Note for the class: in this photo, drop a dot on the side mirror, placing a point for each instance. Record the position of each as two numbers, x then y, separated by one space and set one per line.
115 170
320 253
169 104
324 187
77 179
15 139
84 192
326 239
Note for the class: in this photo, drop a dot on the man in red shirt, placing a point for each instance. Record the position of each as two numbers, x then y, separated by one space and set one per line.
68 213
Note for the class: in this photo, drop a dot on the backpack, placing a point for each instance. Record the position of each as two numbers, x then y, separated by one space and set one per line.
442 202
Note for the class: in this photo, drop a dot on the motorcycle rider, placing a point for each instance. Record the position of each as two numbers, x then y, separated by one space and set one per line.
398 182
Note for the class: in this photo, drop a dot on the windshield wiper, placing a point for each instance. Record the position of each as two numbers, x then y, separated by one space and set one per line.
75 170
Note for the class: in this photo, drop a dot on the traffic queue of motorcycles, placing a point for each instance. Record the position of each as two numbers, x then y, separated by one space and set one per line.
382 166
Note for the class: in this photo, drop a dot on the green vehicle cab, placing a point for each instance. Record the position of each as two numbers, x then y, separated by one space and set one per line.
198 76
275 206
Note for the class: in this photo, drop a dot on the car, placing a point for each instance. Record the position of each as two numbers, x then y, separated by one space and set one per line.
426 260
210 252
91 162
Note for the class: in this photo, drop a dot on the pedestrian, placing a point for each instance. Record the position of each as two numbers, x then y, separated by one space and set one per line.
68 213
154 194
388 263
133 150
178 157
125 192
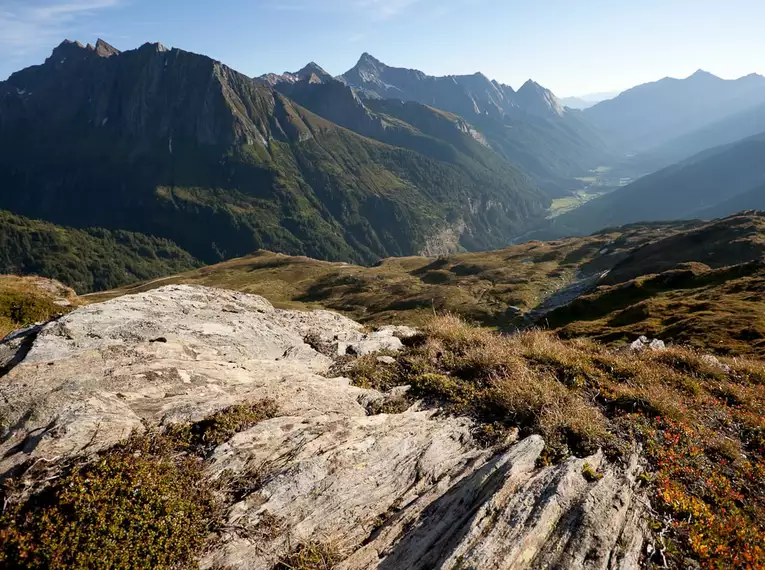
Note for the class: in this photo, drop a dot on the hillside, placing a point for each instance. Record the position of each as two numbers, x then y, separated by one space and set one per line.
219 431
731 129
652 114
528 127
704 288
683 191
692 283
751 200
177 145
91 259
495 288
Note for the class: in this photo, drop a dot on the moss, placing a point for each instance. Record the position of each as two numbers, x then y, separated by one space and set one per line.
137 506
143 504
699 421
221 426
590 473
312 555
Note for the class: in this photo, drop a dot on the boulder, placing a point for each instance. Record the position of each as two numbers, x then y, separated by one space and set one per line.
408 490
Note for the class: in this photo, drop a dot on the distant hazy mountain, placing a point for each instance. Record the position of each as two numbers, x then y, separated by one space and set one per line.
576 103
528 127
690 189
465 95
177 145
586 101
752 200
732 128
652 114
311 72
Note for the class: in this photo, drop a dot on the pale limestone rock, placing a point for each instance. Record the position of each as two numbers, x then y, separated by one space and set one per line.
410 490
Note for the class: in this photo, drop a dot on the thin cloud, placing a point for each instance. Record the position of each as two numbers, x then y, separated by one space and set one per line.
373 9
385 9
28 25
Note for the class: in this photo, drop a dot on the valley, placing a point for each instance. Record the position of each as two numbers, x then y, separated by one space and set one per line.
376 320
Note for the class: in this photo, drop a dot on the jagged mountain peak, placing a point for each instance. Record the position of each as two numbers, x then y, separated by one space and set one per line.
313 70
367 58
538 100
104 49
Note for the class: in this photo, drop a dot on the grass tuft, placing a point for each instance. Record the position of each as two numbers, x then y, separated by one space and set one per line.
143 504
699 420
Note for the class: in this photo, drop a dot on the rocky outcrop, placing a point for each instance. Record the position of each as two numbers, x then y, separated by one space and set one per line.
408 490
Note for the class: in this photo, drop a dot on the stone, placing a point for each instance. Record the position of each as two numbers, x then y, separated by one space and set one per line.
408 490
644 343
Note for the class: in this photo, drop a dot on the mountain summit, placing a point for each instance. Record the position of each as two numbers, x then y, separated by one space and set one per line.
311 72
177 145
465 95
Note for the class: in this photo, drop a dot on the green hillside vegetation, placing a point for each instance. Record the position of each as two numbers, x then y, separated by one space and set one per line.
699 422
86 260
685 190
25 301
703 288
493 288
229 170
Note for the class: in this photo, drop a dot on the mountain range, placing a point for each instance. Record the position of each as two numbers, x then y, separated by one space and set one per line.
174 144
380 161
653 114
714 183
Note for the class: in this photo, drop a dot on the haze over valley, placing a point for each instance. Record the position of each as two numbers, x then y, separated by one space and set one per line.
417 307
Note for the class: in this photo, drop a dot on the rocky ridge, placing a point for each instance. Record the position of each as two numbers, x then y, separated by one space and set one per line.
405 490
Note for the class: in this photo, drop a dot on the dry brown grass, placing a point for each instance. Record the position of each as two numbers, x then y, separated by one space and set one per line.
28 300
698 418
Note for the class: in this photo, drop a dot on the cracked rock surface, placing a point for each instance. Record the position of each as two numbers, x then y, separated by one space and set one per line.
412 490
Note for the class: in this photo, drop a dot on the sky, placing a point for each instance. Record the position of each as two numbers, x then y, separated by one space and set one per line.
573 47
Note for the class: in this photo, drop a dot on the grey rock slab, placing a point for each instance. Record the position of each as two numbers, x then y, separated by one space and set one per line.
410 490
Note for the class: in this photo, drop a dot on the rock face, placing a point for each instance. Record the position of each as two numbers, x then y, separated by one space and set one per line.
409 490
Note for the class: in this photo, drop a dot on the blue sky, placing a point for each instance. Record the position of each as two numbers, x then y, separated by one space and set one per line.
570 46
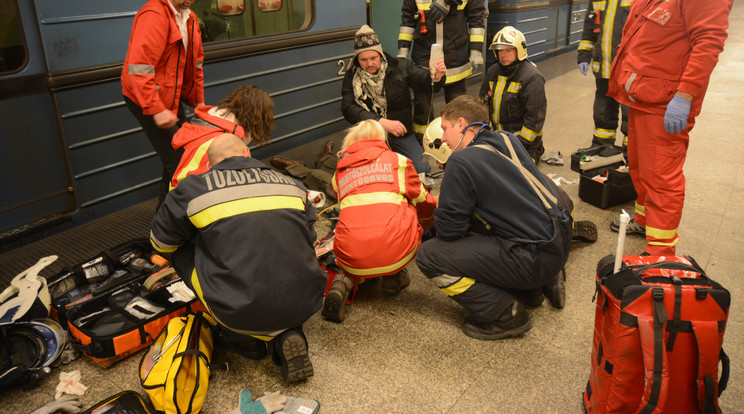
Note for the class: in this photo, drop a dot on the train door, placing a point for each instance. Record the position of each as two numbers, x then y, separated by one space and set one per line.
37 188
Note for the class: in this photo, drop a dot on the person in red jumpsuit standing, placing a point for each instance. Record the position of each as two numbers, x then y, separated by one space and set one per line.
669 49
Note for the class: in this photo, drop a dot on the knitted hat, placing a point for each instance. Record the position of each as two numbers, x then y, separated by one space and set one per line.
366 39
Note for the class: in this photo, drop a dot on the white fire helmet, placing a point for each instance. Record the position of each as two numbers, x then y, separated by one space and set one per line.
509 37
433 145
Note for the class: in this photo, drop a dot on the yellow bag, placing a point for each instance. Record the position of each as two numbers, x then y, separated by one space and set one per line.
175 370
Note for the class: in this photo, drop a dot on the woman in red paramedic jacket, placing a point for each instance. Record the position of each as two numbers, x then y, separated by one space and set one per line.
247 113
383 206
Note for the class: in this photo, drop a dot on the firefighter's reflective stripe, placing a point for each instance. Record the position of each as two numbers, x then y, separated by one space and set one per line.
452 285
607 33
133 69
477 34
587 45
193 163
160 246
232 201
603 133
529 134
380 270
459 73
406 33
371 198
264 336
498 95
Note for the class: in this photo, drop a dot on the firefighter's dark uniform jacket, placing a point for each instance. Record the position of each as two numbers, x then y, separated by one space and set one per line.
462 30
479 181
242 236
400 75
603 30
517 101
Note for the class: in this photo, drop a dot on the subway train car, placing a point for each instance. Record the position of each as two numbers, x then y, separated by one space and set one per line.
69 147
72 151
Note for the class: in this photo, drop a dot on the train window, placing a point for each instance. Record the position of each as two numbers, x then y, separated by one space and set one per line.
13 52
222 20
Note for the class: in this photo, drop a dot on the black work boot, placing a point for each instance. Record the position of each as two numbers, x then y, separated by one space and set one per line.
555 291
393 284
513 321
334 305
291 354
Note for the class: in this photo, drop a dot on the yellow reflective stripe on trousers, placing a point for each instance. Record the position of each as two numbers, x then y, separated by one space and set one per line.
498 95
640 209
452 285
371 198
607 32
264 336
194 163
246 205
379 270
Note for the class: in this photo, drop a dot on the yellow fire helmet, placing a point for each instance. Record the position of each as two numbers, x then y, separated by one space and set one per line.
509 37
433 145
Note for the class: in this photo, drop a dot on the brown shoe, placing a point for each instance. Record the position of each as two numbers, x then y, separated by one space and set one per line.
324 152
282 163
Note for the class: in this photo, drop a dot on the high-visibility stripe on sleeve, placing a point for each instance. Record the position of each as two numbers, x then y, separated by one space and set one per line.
452 285
140 69
586 45
371 198
194 162
379 270
528 134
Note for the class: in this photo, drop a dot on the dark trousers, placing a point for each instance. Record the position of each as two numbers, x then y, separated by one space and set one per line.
161 142
605 115
423 112
478 271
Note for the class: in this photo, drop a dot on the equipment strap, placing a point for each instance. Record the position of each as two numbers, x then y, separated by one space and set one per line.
655 358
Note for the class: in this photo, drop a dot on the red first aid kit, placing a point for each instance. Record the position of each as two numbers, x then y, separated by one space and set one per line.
116 303
658 335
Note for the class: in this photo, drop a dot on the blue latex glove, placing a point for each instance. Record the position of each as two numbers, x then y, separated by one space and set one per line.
675 118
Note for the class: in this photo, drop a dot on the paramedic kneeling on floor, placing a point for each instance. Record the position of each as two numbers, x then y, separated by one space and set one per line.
500 234
241 236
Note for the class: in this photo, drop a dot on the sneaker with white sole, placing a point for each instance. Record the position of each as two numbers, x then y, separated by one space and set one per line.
632 228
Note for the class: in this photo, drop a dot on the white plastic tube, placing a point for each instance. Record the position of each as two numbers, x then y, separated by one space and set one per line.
624 220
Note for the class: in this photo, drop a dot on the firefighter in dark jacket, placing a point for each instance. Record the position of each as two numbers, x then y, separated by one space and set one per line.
515 91
459 26
603 29
241 235
503 232
377 87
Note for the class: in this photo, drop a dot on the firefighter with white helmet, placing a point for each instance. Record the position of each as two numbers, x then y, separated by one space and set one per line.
515 91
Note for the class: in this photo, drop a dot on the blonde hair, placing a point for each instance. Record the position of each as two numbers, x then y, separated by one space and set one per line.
367 129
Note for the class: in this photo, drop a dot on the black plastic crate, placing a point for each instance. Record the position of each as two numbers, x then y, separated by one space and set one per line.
617 189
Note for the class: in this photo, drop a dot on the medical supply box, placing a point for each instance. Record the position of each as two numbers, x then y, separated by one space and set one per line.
604 180
116 303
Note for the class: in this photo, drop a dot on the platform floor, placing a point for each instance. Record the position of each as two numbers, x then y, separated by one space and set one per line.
407 354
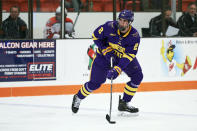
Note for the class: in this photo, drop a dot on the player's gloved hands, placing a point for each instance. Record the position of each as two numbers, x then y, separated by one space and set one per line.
114 73
108 53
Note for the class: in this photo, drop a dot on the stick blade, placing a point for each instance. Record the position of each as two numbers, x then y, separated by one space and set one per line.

*****

• [WRITTEN INSTRUCTION]
Copy out, unchanged, the span of lines beginning with the one that includes "on the blonde" and running through the final line of the material above. Leave the pictures out.

• [RESULT]
Note for the class: in this photo, drop a dot on the blonde hair, placing a point for each instance. Record the position of each as two numbers, x then y, separated by one space and set one per line.
367 129
Note for the class: in this photo, drop a dot on the black plastic crate, placing a point for each instance. Record the position of each as two numbers, x then y, separated by one space and set one per line.
617 189
Note for the class: in this photo, drop a dot on the medical supply box, placing a point for each instance. Record the position of each as two numbers, x then y, separated by one space and set one per line.
604 180
116 303
Note for the class: in this photo, drop a dot on the platform floor, placing a point for each instance. Record the position of each as two numbers, x then y, separated by one space and set one per line.
407 354
Note for the class: in this photo, drop a dot on the player's gloved hands, placing a point for each instance. Record the position of each as two numbers, x then y, separated by one space and set one per line.
114 73
108 53
Note for the class: in this photo, drop a dot on the stick blade, placing a point for each instance. Record the position of each as two numbers, x then y, separated by one space and set one per line.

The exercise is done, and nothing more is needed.